==== TEKSTFRAGMENT ====
Privaat bezit van een enkeling ontvreemden, is diefstal ; openbaar goed stelen, heet verduistering ; een vrij man in slavernij wegvoeren, of de slaaf van een ander stelen noemt men mensenroof ; een heilige zaak wegnemen is heiligschennis. De heiligschennis is wel het grootste en afschuwelijkste kwaad, en toch is het zo algemeen geworden, dat de goederen, die bestemd waren voor de eredienst, voor de bedienaars van de Kerk en voor hulp aan de armen, gebruikt worden om persoonlijke begeerlijkheid en verderfelijke drift te voldoen.

Men zondigt ook tegen dit gebod door de begeerte van te stelen. #

Buiten de diefstal zelf, ’t is te zeggen de uitwendige daad, wordt ook het inzicht en de begeerte van te stelen verboden door de wet van God, De wet is immers geestelijk en bereikt ook het hart, dat de bron is van onze gedachten en verlangens. De Heer zegt, bij de heilige Mattheus : “Uit het hart komen slechte gedachten, moorden, overspel, Ontucht, diefstal, valse getuigenissen„ 3.
==== INHOUD DATASET ====
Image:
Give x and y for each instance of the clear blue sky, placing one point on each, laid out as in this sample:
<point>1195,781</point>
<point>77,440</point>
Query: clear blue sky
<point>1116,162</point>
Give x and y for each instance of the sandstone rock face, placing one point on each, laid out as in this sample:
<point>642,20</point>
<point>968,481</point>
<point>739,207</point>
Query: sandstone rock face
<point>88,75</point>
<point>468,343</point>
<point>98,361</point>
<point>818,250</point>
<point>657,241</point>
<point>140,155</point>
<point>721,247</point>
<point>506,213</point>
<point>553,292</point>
====
==== INHOUD DATASET ====
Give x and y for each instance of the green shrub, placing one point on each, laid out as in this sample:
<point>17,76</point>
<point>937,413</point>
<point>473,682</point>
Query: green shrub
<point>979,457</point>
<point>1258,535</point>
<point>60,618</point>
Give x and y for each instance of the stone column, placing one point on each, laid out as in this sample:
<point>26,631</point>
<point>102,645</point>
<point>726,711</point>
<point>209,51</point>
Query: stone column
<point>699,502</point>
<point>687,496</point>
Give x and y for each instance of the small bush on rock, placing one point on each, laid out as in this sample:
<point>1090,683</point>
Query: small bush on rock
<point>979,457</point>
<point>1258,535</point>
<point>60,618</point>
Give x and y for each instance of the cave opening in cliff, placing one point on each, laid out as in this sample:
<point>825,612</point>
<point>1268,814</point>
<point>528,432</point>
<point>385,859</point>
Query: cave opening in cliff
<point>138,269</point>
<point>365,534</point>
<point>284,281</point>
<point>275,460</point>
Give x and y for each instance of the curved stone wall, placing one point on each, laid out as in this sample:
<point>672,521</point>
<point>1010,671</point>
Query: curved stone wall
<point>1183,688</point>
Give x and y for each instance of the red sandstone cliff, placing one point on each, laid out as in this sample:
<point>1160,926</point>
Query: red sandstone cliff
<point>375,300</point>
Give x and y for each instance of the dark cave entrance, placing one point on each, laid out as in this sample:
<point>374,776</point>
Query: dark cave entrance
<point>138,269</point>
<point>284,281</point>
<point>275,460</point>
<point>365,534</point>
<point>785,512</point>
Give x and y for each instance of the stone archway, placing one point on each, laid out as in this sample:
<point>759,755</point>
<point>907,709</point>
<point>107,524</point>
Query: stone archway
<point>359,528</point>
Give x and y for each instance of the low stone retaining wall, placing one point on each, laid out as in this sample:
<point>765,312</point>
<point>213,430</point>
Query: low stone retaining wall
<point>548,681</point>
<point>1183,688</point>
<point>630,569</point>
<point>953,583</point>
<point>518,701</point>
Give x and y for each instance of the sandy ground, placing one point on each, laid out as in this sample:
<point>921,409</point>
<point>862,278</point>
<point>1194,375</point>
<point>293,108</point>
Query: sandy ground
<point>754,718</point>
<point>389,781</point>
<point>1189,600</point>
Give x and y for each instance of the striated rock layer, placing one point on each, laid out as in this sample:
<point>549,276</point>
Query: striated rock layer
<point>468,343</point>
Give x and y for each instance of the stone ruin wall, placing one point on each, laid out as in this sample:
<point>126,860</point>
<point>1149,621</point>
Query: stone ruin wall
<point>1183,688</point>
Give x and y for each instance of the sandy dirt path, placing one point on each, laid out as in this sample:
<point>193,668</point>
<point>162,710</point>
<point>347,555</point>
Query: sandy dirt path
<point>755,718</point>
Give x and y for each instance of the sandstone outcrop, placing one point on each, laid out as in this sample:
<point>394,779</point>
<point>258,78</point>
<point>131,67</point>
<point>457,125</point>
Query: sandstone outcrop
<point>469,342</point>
====
==== INHOUD DATASET ====
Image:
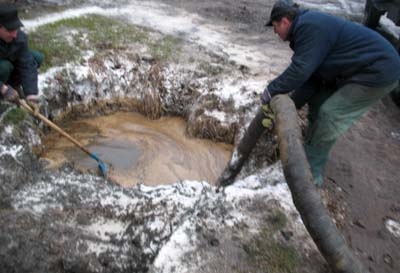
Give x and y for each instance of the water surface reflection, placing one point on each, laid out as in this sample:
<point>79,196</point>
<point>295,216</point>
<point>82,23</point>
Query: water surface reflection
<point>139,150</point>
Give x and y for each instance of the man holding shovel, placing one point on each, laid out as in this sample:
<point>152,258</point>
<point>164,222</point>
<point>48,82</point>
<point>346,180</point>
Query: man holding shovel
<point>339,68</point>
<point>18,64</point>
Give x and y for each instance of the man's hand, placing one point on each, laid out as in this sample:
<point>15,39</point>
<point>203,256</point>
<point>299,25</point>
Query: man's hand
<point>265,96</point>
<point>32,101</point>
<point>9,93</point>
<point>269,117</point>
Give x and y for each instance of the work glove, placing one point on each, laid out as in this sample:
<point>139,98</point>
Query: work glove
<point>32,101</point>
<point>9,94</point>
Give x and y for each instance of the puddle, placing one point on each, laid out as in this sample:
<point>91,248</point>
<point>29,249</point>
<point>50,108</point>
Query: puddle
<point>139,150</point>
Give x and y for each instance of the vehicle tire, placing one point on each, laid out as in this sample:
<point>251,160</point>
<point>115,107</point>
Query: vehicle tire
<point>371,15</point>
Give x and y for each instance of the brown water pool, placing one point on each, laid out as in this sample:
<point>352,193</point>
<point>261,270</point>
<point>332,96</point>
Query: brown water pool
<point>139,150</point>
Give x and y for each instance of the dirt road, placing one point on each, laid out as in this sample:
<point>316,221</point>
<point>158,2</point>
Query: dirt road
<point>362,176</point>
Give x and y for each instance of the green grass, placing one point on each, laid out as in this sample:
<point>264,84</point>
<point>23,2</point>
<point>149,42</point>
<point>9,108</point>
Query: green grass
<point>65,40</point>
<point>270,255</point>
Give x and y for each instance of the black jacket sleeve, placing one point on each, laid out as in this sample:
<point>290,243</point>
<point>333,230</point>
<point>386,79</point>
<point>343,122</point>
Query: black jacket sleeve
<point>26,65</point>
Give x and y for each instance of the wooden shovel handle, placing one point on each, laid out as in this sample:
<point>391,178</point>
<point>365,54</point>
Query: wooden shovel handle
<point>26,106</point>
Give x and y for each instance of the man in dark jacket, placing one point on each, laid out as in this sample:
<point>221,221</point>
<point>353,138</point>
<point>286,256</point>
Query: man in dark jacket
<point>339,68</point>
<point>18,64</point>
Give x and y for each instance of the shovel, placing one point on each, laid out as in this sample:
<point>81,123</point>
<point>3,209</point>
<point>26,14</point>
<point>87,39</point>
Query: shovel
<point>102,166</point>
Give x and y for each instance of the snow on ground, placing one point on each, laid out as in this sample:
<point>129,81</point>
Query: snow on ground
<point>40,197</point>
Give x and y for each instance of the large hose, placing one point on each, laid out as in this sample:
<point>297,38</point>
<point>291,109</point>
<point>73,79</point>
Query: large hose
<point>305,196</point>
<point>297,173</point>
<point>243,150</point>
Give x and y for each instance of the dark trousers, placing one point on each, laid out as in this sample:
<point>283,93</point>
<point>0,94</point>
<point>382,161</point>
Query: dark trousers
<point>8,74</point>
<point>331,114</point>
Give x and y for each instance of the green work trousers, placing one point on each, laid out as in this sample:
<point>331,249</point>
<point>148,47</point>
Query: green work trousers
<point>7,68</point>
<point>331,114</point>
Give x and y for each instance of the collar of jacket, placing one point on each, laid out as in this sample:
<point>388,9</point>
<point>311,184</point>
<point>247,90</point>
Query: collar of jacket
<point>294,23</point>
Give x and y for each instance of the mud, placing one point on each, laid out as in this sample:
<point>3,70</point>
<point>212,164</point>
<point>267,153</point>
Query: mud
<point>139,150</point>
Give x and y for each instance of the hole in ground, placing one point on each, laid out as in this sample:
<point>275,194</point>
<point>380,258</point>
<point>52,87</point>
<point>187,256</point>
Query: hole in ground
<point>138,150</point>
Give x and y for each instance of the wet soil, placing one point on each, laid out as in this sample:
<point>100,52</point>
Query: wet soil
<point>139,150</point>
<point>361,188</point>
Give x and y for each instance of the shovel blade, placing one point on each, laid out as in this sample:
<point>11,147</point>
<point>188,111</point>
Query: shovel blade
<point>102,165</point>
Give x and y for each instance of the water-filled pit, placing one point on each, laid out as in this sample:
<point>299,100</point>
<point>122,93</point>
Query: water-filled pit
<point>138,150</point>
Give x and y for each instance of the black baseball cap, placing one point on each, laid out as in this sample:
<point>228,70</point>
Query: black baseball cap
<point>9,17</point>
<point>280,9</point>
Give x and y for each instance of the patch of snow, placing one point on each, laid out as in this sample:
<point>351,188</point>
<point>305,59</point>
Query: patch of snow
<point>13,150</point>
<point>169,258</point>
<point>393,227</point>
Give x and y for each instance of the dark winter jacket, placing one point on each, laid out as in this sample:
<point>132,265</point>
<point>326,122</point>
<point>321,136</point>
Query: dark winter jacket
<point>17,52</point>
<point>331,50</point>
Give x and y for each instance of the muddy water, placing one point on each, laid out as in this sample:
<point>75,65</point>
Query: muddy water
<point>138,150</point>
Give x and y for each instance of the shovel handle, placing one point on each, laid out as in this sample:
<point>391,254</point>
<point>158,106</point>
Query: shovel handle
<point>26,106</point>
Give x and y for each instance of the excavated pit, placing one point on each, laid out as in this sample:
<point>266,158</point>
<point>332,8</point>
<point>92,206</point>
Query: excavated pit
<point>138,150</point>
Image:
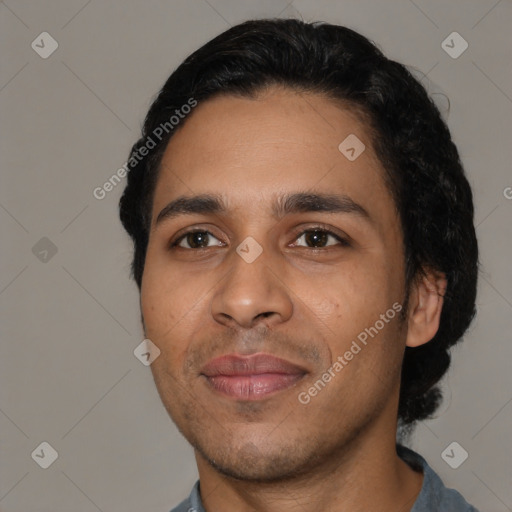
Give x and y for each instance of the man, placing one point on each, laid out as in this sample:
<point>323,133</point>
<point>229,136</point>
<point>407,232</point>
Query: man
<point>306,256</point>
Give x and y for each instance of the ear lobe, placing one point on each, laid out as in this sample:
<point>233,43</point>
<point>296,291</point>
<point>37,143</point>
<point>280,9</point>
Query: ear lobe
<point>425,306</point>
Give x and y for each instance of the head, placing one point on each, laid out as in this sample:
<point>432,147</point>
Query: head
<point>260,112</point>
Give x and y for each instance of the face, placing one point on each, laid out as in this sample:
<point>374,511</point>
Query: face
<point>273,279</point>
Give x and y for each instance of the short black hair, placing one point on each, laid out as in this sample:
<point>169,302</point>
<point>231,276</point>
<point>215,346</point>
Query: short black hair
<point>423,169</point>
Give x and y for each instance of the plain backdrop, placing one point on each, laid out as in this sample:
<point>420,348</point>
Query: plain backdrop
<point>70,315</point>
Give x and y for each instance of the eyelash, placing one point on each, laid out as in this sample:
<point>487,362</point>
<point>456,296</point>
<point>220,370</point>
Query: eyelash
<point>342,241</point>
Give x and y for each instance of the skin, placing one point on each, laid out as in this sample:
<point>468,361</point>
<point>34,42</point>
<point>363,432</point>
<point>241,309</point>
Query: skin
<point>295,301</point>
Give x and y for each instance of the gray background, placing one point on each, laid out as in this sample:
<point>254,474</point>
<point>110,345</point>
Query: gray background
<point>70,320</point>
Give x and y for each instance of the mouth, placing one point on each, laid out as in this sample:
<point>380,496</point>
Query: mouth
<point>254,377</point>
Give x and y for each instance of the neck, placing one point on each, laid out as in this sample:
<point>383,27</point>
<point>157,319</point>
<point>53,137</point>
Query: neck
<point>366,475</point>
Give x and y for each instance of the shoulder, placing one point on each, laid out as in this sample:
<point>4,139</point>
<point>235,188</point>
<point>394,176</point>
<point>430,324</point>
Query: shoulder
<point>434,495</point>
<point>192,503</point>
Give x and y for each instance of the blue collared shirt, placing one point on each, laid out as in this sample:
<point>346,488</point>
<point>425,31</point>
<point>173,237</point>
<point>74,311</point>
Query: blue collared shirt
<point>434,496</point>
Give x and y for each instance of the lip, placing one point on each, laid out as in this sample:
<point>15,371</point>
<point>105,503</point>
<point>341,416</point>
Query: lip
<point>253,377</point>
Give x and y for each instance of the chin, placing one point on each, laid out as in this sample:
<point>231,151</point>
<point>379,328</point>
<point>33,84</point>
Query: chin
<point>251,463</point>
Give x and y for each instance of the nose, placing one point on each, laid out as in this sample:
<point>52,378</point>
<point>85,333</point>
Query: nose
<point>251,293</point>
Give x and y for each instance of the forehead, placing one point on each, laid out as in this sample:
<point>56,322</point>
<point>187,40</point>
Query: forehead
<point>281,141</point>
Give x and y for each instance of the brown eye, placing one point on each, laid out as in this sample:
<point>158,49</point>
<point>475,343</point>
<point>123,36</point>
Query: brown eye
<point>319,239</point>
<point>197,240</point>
====
HET PROBLEEM -> Ga verder met de tekst over diefstal en sluit aan op de laatste zin. Het materiaal staat los van de tekst over diefstal.

ANTWOORD OP OPDRACHT ->
De diefstal is eer groot kwaad. #

Dat de diefstal een groot kwaad is, dat toont de natuur en de rede genoeg aan: hij is immers in strijd met de rechtvaardigheid, die aan ieder het zijne geeft. De veredeling en toekenning van goederen die van af het begin door het recht der volkeren vastgesteld was, en door de goddelijke en menselijke wetten bekrachtigd werd, moet behouden blijven ; willen we de menselijke samenleving niet ondermijnen, dan moet iedereen in het bezit blijven van wat hem rechtmatig toekomt. De Apostel zegt: “Noch dieven, noch gierigaards, noch dronkaards, noch lasteraars, noch rovers zullen het rijk van God bezitten„ 4.

Ook de gevolgen van de diefstal bewijzen de boosheid en de grootheid van die zonde : daaruit ontstaat dikwijls vermetel en lichtvaardig oordeel over vele personen ; daaruit groeit haat, wordt vijandschap verwekt ; dikwijls ook worden onschuldige mensen wreed veroordeeld voor de diefstal van anderen.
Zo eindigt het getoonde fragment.